• [PROBLEM]:
Copy out every one of the items below word for word, keeping each line unchanged.
====== STORED RECORDS
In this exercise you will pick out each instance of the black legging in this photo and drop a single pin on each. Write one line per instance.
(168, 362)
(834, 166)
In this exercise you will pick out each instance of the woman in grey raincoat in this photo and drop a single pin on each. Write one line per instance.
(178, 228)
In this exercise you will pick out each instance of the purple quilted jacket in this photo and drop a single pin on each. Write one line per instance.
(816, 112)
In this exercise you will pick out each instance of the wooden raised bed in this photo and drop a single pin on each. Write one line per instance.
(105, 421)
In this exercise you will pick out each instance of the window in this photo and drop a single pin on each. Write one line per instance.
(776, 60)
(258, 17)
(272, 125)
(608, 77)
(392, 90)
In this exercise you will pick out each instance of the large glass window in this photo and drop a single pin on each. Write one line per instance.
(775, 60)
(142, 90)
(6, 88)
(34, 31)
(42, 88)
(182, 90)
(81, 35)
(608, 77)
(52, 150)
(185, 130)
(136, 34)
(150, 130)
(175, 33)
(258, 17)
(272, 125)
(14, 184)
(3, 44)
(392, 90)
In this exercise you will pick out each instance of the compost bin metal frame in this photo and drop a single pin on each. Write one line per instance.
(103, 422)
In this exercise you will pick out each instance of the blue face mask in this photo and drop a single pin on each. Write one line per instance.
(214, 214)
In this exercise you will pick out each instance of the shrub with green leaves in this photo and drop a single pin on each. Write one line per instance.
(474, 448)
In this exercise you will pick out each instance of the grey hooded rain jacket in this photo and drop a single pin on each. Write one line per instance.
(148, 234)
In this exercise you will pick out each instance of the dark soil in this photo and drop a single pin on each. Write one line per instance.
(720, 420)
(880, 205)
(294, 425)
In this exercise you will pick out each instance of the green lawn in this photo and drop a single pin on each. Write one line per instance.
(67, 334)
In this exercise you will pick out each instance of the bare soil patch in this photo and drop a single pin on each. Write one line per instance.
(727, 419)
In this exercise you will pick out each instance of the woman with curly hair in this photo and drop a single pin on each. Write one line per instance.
============
• [PROBLEM SOLUTION]:
In this exercise you will pick out each instance of the black legging in this photo and drop a single pin on each. Write one line per instance.
(168, 362)
(834, 166)
In this exercise you will pick out each instance of the woman in grey raincoat in this photo and drop a single pin on each. Write one line per instance.
(178, 228)
In this exercise you will pick out each instance of the purple quilted jacket in this photo and drop a single pin on each. Write one line per instance.
(816, 112)
In this exercise you will pick out each instance of the wooden raised bed in this photo and drop a single pin on each. Write one line per instance.
(105, 421)
In this exercise you will pick out each instance of the window in this photo and drop a single pin on each. Write one line per instance.
(776, 60)
(258, 17)
(272, 125)
(608, 77)
(392, 90)
In this exercise you will pick out each instance of the large glass window in this photo and drop a single pin on each. Write one line per instance.
(775, 60)
(142, 90)
(6, 88)
(34, 31)
(42, 88)
(182, 90)
(81, 35)
(608, 77)
(52, 150)
(185, 130)
(136, 34)
(150, 130)
(175, 33)
(258, 17)
(272, 125)
(14, 184)
(3, 44)
(392, 90)
In this exercise you will pick out each instance of the compost bin metal frame in this photo and drop a single pin on each. Write one line per instance.
(103, 422)
In this exercise you will pick out each instance of the blue face mask in this photo and drop a single pin on each. Write one line per instance.
(214, 214)
In this exercise you will pick out each instance of the shrub with green leaves in this photo and drop a single pin on each. Write one line per instance.
(474, 448)
In this exercise you will pick out each instance of the grey hooded rain jacket in this photo and drop a single pin on each. Write one line per instance.
(148, 234)
In this exercise you will pick out each instance of the dark soil in this photo and drop a single pin on each. Write one line per instance.
(720, 420)
(880, 205)
(294, 425)
In this exercise you will pick out each instance of the green lawn in this photo and drop a single pin on each. Write one line per instance.
(67, 334)
In this exercise you will pick out each instance of the bare soil patch in this photo and drop a single pin on each. Write one line per instance.
(727, 419)
In this exercise you will pick out each instance of the woman with curly hair in this photo and drop a single pin on each. Write one line per instance.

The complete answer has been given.